**** Text under study ****

Eur Child Adolesc Psychiatry. 2025 Apr 24. doi: 10.1007/s00787-025-02723-8. Online ahead of print.
ABSTRACT
Spillover effects of mental disorders on family members are well-documented, but their impact on adolescent peers remains unclear. We investigated whether having classmates with a diagnosed mental disorder in the ninth grade of lower secondary school (ages 15-16) was associated with greater likelihood of dropping out of upper secondary education (ages 16-19). We used registry data on Finnish people born between Jan 1, 1985, and Dec 31, 1997. After lower secondary school, 378,453 cohort members started general (academic) upper secondary school and 284,713 started vocational upper secondary school. Using causal mediation analysis, we disentangled the total effect of having ninth-grade classmates with a diagnosed mental disorder on upper secondary dropout into direct spillover effect and indirect effect mediated by the individual’s own mental disorder diagnosis received during upper secondary education. For academic students, having one ninth-grade classmate diagnosed with a mental disorder was associated with 6% greater likelihood of dropping out of upper secondary education (95% CI 3-9%); two diagnosed classmates, with 10% greater likelihood (6-14%); and three or more diagnosed classmates, with 16% greater likelihood (10-22%). For vocational students, the respective increases in likelihood were 5% (2-8%), 11% (6-15%), and 24% (18-32%). For both academic and vocational students, the indirect effect of dropping out mediated by one’s own mental disorder diagnosis was notably smaller than the direct effect attributable to having diagnosed ninth-grade classmates. Our results suggest that mental disorders may have spillover effects on the educational attainment of socially connected adolescent peers.

****

_Exercise instructions_:
Please reproduce the abstract on classmates' mental disorders and upper secondary dropout word for word, from the journal citation at the top through its final sentence.

**** Collected material ****

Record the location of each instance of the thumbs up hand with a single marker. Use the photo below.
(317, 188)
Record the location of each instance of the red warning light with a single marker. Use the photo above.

****

_Answer box_:
Eur Child Adolesc Psychiatry. 2025 Apr 24. doi: 10.1007/s00787-025-02723-8. Online ahead of print.
ABSTRACT
Spillover effects of mental disorders on family members are well-documented, but their impact on adolescent peers remains unclear. We investigated whether having classmates with a diagnosed mental disorder in the ninth grade of lower secondary school (ages 15-16) was associated with greater likelihood of dropping out of upper secondary education (ages 16-19). We used registry data on Finnish people born between Jan 1, 1985, and Dec 31, 1997. After lower secondary school, 378,453 cohort members started general (academic) upper secondary school and 284,713 started vocational upper secondary school. Using causal mediation analysis, we disentangled the total effect of having ninth-grade classmates with a diagnosed mental disorder on upper secondary dropout into direct spillover effect and indirect effect mediated by the individual’s own mental disorder diagnosis received during upper secondary education. For academic students, having one ninth-grade classmate diagnosed with a mental disorder was associated with 6% greater likelihood of dropping out of upper secondary education (95% CI 3-9%); two diagnosed classmates, with 10% greater likelihood (6-14%); and three or more diagnosed classmates, with 16% greater likelihood (10-22%). For vocational students, the respective increases in likelihood were 5% (2-8%), 11% (6-15%), and 24% (18-32%). For both academic and vocational students, the indirect effect of dropping out mediated by one’s own mental disorder diagnosis was notably smaller than the direct effect attributable to having diagnosed ninth-grade classmates. Our results suggest that mental disorders may have spillover effects on the educational attainment of socially connected adolescent peers.